▸ **Data entries**
───

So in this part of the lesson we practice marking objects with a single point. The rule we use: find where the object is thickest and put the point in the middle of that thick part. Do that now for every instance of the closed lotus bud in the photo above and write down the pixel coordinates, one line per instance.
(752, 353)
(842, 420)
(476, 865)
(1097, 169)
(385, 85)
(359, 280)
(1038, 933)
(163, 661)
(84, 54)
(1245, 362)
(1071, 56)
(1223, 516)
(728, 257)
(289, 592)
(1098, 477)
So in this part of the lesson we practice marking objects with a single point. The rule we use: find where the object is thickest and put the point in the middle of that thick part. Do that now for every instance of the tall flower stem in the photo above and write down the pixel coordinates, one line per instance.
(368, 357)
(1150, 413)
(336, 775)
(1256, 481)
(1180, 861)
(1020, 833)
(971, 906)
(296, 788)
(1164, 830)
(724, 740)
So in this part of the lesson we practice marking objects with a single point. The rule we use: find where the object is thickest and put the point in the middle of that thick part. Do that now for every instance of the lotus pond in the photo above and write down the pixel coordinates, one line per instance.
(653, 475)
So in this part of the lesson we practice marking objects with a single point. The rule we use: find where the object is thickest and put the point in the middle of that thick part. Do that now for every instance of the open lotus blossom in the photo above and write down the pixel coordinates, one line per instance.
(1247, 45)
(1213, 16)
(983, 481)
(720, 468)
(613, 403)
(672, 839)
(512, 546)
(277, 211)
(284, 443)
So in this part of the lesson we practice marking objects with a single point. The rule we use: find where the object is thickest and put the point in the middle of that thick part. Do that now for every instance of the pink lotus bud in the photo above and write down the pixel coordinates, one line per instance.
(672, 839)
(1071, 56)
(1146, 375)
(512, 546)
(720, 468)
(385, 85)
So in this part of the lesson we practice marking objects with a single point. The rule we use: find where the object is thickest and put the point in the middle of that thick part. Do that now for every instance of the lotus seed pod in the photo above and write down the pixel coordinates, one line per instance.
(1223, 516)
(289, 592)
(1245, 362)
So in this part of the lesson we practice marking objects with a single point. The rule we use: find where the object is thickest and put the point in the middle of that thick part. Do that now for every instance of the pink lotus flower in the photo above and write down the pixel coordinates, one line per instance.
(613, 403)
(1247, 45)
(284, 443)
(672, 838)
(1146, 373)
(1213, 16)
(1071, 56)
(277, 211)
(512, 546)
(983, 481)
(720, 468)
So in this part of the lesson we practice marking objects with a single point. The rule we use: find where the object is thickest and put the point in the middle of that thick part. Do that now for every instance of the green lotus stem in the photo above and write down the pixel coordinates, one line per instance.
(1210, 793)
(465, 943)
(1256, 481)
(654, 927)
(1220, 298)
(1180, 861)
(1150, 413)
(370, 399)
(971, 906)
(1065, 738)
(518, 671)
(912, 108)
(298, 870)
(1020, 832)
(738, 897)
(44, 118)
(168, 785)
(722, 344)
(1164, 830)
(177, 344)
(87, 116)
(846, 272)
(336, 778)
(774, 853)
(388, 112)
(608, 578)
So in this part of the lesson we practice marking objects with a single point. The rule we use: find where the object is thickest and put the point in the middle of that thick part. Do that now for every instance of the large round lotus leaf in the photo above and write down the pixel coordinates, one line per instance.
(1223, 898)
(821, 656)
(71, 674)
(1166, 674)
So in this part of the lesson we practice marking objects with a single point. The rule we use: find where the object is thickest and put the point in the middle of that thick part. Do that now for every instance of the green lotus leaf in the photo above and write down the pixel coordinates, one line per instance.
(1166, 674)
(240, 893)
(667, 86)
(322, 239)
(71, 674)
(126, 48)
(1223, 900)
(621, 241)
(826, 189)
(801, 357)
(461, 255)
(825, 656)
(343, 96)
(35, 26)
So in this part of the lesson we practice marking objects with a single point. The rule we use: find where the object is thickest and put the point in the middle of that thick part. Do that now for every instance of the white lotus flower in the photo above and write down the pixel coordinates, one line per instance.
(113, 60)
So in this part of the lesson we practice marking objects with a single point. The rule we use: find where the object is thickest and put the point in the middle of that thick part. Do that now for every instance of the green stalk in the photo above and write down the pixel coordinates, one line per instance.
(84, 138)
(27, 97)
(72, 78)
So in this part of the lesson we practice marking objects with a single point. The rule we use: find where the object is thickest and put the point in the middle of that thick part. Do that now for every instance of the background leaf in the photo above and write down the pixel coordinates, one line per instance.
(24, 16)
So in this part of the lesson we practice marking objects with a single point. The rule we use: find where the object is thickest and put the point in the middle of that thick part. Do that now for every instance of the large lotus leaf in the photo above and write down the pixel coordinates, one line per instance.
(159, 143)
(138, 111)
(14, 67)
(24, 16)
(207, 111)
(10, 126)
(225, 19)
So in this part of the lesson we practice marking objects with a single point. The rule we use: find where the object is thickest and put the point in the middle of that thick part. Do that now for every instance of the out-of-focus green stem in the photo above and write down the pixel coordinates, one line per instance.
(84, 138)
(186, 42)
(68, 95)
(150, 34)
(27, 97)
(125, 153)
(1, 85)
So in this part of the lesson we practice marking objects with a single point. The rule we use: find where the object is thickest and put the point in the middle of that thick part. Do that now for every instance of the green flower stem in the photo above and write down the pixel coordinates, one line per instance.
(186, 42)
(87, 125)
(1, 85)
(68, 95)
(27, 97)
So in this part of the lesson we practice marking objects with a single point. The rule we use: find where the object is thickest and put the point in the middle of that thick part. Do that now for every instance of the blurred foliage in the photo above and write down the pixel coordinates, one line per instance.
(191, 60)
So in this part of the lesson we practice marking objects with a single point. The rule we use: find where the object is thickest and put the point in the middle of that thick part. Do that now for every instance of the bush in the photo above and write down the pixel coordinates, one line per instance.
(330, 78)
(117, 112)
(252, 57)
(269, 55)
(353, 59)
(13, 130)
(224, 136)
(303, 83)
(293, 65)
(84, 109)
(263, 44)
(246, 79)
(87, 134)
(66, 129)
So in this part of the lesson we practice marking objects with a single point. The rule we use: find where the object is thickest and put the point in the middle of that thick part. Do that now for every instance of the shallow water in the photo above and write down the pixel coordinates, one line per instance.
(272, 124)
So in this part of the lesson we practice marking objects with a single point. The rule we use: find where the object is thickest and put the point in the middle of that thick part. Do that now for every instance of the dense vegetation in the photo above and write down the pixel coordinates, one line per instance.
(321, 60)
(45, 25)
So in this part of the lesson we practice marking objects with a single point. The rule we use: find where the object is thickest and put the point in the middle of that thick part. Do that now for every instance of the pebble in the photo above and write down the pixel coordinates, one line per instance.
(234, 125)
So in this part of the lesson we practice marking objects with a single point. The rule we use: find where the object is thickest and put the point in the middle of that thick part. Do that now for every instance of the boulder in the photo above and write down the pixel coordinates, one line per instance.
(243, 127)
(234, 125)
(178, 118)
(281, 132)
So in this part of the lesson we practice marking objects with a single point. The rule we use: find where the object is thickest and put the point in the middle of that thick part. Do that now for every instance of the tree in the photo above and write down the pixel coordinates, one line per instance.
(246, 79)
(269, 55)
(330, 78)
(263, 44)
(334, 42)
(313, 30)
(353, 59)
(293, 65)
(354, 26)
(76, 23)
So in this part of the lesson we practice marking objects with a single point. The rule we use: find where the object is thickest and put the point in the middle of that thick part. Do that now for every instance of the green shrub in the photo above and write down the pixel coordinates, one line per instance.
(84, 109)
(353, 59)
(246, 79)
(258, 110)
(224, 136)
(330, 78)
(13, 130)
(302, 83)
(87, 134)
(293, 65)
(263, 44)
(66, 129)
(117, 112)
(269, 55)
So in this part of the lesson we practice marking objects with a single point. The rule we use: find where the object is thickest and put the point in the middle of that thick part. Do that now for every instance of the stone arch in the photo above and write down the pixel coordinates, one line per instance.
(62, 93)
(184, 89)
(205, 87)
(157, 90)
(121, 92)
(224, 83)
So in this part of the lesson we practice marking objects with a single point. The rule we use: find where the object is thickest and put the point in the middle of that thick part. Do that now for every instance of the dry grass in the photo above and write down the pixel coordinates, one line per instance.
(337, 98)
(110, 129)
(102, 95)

───

▸ **Written request**
Take the line that contains "of the pebble" and each line after it down to the last of the records, and retype them exactly; add nothing else.

▸ **Output of the task**
So in this part of the lesson we practice marking objects with a single point. The rule we use: find where the object is thickest and put the point in the middle of that thick part. Do that now for every instance of the pebble in the photo above and write down the pixel coordinates, one line per instance.
(234, 125)
So in this part of the lesson we practice marking objects with a single point. The rule we use: find where the object is thickest and put the point in the middle of that thick part. Do that now for every instance of the boulder in the photo above and write down the pixel coordinates, one line per instance.
(243, 127)
(234, 125)
(178, 118)
(281, 132)
So in this part of the lesson we practice marking objects with a single point. The rule we use: find where the object is thickest and put the point in the middle of that thick part. Do that now for every instance of the tree in the photo above and write down the pixel coordinates, one line per instance.
(246, 79)
(269, 55)
(330, 78)
(263, 44)
(334, 42)
(313, 30)
(353, 59)
(293, 65)
(354, 26)
(76, 23)
So in this part of the lesson we practice marking objects with a single point. The rule we use: find where the object is thickest and put the point in the middle of that thick part. Do that now for every instance of the green shrub in the photo above and write down the pixel coordinates, one line per instance.
(84, 109)
(353, 59)
(246, 79)
(258, 110)
(224, 136)
(330, 78)
(13, 130)
(302, 83)
(87, 134)
(293, 65)
(263, 44)
(66, 129)
(117, 112)
(269, 55)
So in this part of the lesson we practice marking objects with a single point. The rule we use: find where the object is thickest and put the point in the middle of that thick part. Do that now for every instance of the stone arch in the photo above and write down the pixel coordinates, one line per instance.
(62, 93)
(184, 89)
(205, 87)
(157, 90)
(121, 92)
(224, 83)
So in this part of the lesson we practice marking objects with a single point. The rule we use: find where the object is thickest and put the point in the middle of that thick part. Do that now for every instance of the dry grass in the photo above and write down the pixel coordinates, one line per instance.
(337, 98)
(110, 129)
(102, 95)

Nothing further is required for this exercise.